Document passage>
Cooling of crippled reactors at Fukushima Daiichi continued, although the company told work crews near the water to seek higher ground during the tsunami advisory.
The Japanese weather agency originally expected a small tsunami of up to 50 centimetres (20 inches) along the affected region.
Communities along the Pacific coast issued warnings and advisories for local residents to seek higher ground or to leave areas near the water.
"For a second, I thought maybe another big one will come," a middle-aged man in coastal Kesennuma, Miyagi, told national broadcaster NHK.
The devastating March 11 and tsunami left about 22,000 people dead or missing and triggered an atomic crisis at the Fukushima Daiichi nuclear plant.

Tuesday, April 12, 2011

More quakes rattle northeastern Japan

A fresh round of tremors, including one with a magnitude of 6.3, shook northern Japan on Tuesday afternoon, the Japan Meteorological Agency reported.
The quake was centered in Fukushima Prefecture, near Japan's Pacific coast and about 64 kilometers (40 miles) southwest of the crippled Fukushima Daiichi nuclear power plant. Workers retreated to earthquake-resistant shelters during the event, but there was no loss of power at the plant, the Tokyo Electric Power Company told CNN.
It followed a magnitude-6.4 quake Tuesday morning that killed at least six people when it triggered a landslide in Iwaki, north of Tokyo.
The earlier quake buried three homes, the Iwaki fire department said. Three people were rescued and hospitalized, and fire officials were working to rescue an unknown number of others believed to be trapped, the department said.
The quake struck at about 8:08 a.m. Tuesday (7:08 p.m. Monday ET), according to the U.S. Geological Survey. It had a depth of about 13 kilometers (8 miles) and was centered about 77 miles east-southeast of Tokyo.
Monday night, one person was killed in Iwaki and several others were trapped when a powerful 6.6-magnitude earthquake triggered landslides there, the fire department said. It happened exactly one month after the country's devastating 9.0-magnitude quake and tsunami.

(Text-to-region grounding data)

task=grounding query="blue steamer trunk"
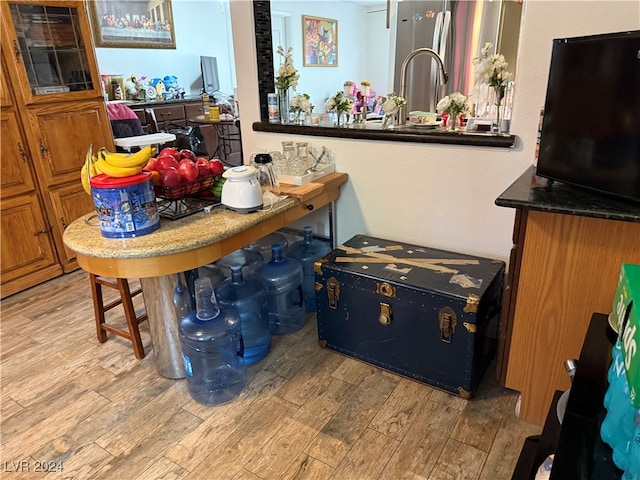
[315,235,505,399]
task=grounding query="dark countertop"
[253,122,516,148]
[495,165,640,223]
[118,95,202,108]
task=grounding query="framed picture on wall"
[302,15,338,67]
[87,0,176,48]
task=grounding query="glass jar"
[292,142,311,175]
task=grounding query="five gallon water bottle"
[179,277,247,405]
[258,243,305,335]
[215,265,271,365]
[215,248,263,278]
[244,232,289,262]
[288,226,331,312]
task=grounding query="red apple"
[178,158,199,182]
[209,158,224,175]
[196,158,211,178]
[158,147,180,161]
[180,148,196,162]
[156,155,178,172]
[196,165,211,178]
[144,157,158,172]
[160,167,180,187]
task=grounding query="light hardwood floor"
[0,271,541,480]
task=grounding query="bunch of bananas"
[80,145,98,195]
[96,146,156,178]
[80,146,156,195]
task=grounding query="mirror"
[254,0,522,121]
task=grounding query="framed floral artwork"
[302,15,338,67]
[87,0,176,48]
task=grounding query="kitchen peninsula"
[495,166,640,425]
[64,173,347,378]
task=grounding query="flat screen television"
[536,30,640,202]
[200,56,220,93]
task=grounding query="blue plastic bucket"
[91,172,160,238]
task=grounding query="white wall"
[96,0,235,95]
[231,0,640,260]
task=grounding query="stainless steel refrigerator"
[394,0,522,112]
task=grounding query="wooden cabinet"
[503,210,640,425]
[0,0,114,297]
[1,0,101,105]
[0,192,62,292]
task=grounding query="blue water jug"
[215,265,271,365]
[178,277,247,405]
[258,243,305,335]
[288,226,331,312]
[215,248,263,279]
[244,232,289,262]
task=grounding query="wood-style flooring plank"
[306,369,400,467]
[100,410,202,480]
[39,442,113,480]
[166,371,285,470]
[276,348,342,406]
[479,417,540,480]
[380,400,464,480]
[2,392,108,461]
[293,376,356,430]
[369,378,433,440]
[0,270,540,480]
[282,453,336,480]
[180,396,297,480]
[244,418,318,480]
[96,383,192,456]
[427,438,487,480]
[334,428,400,480]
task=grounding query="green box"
[613,263,640,408]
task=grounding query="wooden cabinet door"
[49,181,98,272]
[0,192,62,298]
[0,59,13,107]
[0,108,34,198]
[27,100,114,187]
[0,0,102,105]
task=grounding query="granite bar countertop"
[495,165,640,223]
[63,198,300,259]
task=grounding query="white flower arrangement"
[471,43,511,105]
[290,93,313,115]
[436,92,469,117]
[380,92,407,115]
[324,91,353,113]
[276,45,300,90]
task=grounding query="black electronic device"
[536,30,640,202]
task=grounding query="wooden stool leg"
[118,278,146,359]
[90,273,107,343]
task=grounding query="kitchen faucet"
[398,48,449,125]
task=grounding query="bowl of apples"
[144,147,224,200]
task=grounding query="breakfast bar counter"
[64,173,347,378]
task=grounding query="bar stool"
[89,273,147,359]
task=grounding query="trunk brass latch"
[378,302,392,327]
[438,307,458,343]
[462,293,480,313]
[376,282,396,298]
[327,277,340,310]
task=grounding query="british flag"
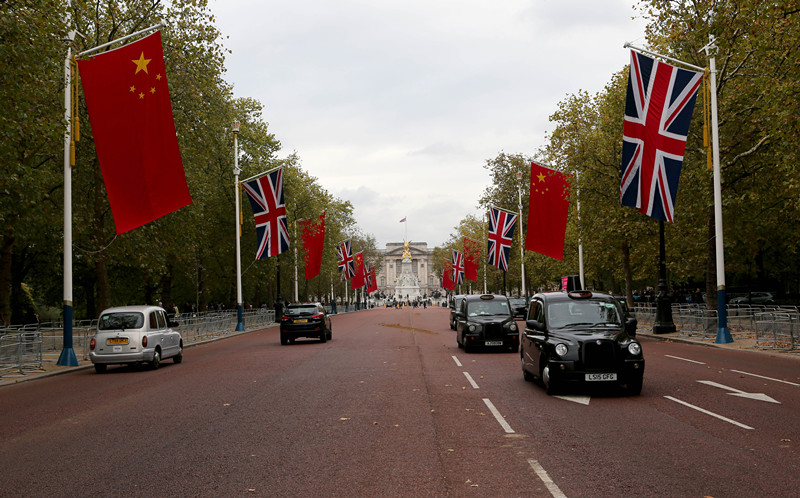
[336,239,356,279]
[452,249,464,285]
[619,50,703,222]
[488,206,518,271]
[242,168,289,259]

List of tasks>
**A.** In the Japan earthquake report, condense the paragraph beginning "The quake was centered in Fukushima Prefecture" into a shorter version that keeps its main facts.
**B.** Repeat the part of the Japan earthquake report starting with "The earlier quake" and going on through "east-southeast of Tokyo.".

Answers for each item>
**A.** The quake was centered in Fukushima Prefecture, near the Pacific coast, about 64 kilometers (40 miles) southwest of the crippled Fukushima Daiichi plant. Workers took cover in earthquake-resistant shelters, but the plant kept its power, according to the Tokyo Electric Power Company.

**B.**
The earlier quake buried three homes, the Iwaki fire department said. Three people were rescued and hospitalized, and fire officials were working to rescue an unknown number of others believed to be trapped, the department said.
The quake struck at about 8:08 a.m. Tuesday (7:08 p.m. Monday ET), according to the U.S. Geological Survey. It had a depth of about 13 kilometers (8 miles) and was centered about 77 miles east-southeast of Tokyo.